**Written task:** Extract the data exactly, missing nothing.

**Entries:**
·····
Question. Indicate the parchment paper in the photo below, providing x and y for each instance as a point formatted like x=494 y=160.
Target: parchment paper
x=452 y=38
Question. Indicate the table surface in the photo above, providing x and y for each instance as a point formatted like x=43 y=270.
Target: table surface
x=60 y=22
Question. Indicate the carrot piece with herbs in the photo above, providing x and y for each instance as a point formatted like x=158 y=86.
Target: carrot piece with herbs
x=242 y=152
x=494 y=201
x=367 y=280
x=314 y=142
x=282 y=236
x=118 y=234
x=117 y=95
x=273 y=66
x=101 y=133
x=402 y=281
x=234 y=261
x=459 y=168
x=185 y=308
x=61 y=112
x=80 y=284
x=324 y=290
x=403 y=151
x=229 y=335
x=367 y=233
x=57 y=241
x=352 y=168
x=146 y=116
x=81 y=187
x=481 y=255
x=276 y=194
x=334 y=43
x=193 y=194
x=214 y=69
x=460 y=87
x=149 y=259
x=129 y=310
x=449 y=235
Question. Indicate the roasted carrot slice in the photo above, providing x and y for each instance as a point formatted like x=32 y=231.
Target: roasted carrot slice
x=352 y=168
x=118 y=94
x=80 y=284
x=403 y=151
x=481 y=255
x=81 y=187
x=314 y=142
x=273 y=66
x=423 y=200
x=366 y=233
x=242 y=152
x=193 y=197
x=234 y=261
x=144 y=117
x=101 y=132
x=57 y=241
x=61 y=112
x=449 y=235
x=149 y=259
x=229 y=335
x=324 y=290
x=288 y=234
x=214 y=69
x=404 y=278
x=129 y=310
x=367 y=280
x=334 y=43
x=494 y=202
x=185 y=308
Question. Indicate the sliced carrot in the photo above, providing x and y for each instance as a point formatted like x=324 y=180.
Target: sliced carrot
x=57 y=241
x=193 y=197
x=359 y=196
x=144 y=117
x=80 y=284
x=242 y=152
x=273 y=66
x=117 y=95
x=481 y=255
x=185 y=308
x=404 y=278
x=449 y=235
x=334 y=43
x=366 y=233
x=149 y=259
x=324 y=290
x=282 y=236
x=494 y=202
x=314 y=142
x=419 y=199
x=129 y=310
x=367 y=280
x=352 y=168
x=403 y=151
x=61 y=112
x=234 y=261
·····
**Solution below:**
Question. Indicate the parchment paper in the photo below, providing x and y for each instance as a point formatted like x=494 y=160.
Target: parchment paper
x=452 y=38
Question. Indicate the table surface in the photo above, providing x and y for each instance as a point formatted like x=43 y=270.
Target: table surface
x=60 y=22
Question. Indicate the carrot piece with herbs in the photo above, providing x and y for each instance as a point formatted like x=158 y=86.
Target: carrot piece with herbs
x=242 y=152
x=494 y=201
x=367 y=280
x=314 y=142
x=282 y=236
x=118 y=234
x=117 y=95
x=273 y=66
x=101 y=133
x=402 y=281
x=234 y=261
x=459 y=168
x=185 y=308
x=61 y=112
x=80 y=284
x=324 y=290
x=403 y=151
x=229 y=335
x=367 y=233
x=57 y=241
x=352 y=168
x=146 y=116
x=81 y=187
x=481 y=255
x=276 y=194
x=334 y=43
x=193 y=194
x=214 y=69
x=460 y=87
x=149 y=259
x=129 y=310
x=449 y=235
Question. Indicate the roasted carrot slice in the photo above, providing x and y for each instance as a point formatted like x=32 y=231.
Target: roasted carrot slice
x=352 y=168
x=118 y=94
x=80 y=284
x=403 y=151
x=481 y=255
x=81 y=187
x=314 y=142
x=273 y=66
x=423 y=200
x=366 y=233
x=242 y=152
x=193 y=197
x=234 y=261
x=144 y=117
x=101 y=132
x=57 y=241
x=61 y=112
x=449 y=235
x=149 y=259
x=229 y=335
x=324 y=290
x=288 y=234
x=214 y=69
x=404 y=278
x=129 y=310
x=367 y=280
x=334 y=43
x=494 y=202
x=185 y=308
Question. Indicate the sliced carrot in the photo above, providing x and y for each instance as a point formatted like x=324 y=180.
Target: sliced carrot
x=57 y=241
x=193 y=197
x=359 y=196
x=144 y=117
x=80 y=284
x=242 y=152
x=273 y=66
x=117 y=95
x=481 y=255
x=185 y=308
x=404 y=278
x=449 y=235
x=334 y=43
x=366 y=233
x=149 y=259
x=324 y=290
x=282 y=236
x=494 y=202
x=314 y=142
x=419 y=199
x=129 y=310
x=367 y=280
x=352 y=168
x=403 y=151
x=61 y=112
x=234 y=261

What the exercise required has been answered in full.